PROBLEM TO WORK ON:
Update the rows starting with the line containing "Where on this screen is the window?" and going on through the line containing "1 0 900 396", replacing "bounding box" with "enclosing rectangle" and leaving everything else unchanged. Reproduce only those lines.

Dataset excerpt
■ ■ ■ ■

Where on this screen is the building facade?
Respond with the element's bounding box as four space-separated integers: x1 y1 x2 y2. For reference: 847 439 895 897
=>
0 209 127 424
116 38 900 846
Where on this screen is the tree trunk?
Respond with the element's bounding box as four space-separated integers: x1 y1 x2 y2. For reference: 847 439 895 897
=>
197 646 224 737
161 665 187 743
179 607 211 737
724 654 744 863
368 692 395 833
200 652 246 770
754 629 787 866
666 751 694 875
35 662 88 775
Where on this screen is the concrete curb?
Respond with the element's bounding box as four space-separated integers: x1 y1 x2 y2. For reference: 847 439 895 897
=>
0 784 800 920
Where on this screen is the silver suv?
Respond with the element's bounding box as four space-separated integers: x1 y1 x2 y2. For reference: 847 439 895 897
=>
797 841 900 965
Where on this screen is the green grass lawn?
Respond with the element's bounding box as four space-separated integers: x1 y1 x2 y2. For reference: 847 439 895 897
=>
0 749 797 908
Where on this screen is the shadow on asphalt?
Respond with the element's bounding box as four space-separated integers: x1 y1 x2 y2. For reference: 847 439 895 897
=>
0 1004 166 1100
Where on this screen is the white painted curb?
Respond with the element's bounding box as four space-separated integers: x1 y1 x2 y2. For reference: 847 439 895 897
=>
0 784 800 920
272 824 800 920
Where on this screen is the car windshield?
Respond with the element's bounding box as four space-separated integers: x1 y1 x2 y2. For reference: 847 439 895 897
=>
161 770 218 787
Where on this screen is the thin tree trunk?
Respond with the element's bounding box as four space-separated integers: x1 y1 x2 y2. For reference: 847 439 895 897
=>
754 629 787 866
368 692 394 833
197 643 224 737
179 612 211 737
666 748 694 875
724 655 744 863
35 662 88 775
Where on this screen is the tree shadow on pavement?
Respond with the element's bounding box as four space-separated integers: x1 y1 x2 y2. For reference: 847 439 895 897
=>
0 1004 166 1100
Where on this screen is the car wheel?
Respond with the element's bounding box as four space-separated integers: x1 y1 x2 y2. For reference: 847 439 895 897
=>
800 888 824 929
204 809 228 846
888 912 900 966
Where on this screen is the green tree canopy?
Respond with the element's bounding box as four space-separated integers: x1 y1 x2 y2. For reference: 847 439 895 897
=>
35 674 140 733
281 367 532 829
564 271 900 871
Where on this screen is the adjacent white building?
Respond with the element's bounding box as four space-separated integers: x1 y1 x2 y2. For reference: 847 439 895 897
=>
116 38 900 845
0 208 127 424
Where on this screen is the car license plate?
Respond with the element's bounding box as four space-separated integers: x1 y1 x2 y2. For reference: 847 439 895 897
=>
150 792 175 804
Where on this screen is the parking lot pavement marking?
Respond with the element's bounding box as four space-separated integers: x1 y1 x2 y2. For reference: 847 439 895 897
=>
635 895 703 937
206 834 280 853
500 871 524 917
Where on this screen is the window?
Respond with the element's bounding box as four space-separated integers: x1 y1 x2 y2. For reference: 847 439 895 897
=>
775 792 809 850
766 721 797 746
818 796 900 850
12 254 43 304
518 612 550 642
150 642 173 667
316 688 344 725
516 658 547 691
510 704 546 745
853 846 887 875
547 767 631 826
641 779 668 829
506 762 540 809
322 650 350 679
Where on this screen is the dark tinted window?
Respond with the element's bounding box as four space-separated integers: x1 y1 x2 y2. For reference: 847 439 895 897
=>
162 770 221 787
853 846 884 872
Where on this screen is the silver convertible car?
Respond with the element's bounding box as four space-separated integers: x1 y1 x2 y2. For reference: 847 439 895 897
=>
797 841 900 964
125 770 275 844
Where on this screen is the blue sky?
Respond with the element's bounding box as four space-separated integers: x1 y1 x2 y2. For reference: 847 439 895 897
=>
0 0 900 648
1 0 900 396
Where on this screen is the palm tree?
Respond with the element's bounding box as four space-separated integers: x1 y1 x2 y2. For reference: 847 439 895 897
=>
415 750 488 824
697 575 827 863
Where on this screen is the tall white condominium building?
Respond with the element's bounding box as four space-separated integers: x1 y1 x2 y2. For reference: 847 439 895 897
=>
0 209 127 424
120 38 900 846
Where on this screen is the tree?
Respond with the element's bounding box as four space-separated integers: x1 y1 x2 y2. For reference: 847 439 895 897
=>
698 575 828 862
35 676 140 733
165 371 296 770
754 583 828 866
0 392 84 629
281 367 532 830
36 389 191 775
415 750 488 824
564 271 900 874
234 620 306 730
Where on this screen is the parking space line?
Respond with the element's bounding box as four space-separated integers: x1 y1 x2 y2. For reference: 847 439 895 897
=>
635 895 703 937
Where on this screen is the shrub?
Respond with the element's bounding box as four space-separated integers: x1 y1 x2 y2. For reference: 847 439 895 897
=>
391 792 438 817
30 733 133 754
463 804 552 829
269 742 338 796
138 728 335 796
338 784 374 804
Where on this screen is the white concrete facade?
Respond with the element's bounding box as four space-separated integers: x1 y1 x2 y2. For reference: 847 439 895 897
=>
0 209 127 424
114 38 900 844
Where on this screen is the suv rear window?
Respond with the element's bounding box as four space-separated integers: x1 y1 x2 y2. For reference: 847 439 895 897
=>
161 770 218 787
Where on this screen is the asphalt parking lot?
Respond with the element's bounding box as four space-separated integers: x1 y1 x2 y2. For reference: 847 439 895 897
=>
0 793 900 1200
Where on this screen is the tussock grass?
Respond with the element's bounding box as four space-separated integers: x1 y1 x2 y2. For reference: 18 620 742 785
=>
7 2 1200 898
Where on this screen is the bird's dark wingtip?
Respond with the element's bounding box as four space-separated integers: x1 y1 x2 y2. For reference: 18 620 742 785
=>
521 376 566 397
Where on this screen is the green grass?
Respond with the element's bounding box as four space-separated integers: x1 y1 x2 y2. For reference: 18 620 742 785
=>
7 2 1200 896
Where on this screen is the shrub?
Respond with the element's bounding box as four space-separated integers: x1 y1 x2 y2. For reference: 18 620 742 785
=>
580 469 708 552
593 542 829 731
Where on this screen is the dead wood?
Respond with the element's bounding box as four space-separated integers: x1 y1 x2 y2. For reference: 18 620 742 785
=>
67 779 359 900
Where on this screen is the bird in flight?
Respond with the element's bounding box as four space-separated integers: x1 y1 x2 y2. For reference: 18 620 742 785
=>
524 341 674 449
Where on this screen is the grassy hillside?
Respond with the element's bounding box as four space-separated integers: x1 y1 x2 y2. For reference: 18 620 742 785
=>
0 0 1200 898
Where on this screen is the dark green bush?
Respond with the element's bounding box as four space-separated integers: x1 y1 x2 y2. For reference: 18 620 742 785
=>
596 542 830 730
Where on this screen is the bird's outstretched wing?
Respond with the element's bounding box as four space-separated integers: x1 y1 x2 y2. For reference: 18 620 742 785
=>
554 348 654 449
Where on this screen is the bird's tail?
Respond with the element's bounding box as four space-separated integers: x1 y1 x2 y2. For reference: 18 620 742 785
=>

■ ■ ■ ■

COMPLETE ANSWER:
Where on this screen is the window?
Respond with the element's enclosing rectangle as four space-separated integers: x1 y1 x2 y2. For reference: 847 439 895 897
=>
775 792 809 850
766 721 797 746
818 796 900 850
12 254 43 304
518 612 550 642
150 642 173 667
316 688 344 725
516 658 547 691
510 704 546 745
853 846 887 875
547 767 631 826
641 779 668 829
506 762 540 809
322 650 350 679
Where on this screen is the dark tinted window?
Respond with the element's enclosing rectangle as four space-separated integers: x1 y1 x2 y2. For reference: 847 439 895 897
=>
162 770 221 787
853 846 884 872
Where on this screen is the silver convertible car?
Respond with the element's enclosing rectangle as four space-separated integers: x1 y1 x2 y2. For reference: 847 439 895 897
=>
797 841 900 964
125 770 275 844
Where on this screen is the blue sky?
Respond with the element's enclosing rectangle as four space-separated integers: x1 y1 x2 y2. For reference: 847 439 895 897
=>
0 0 900 648
1 0 900 396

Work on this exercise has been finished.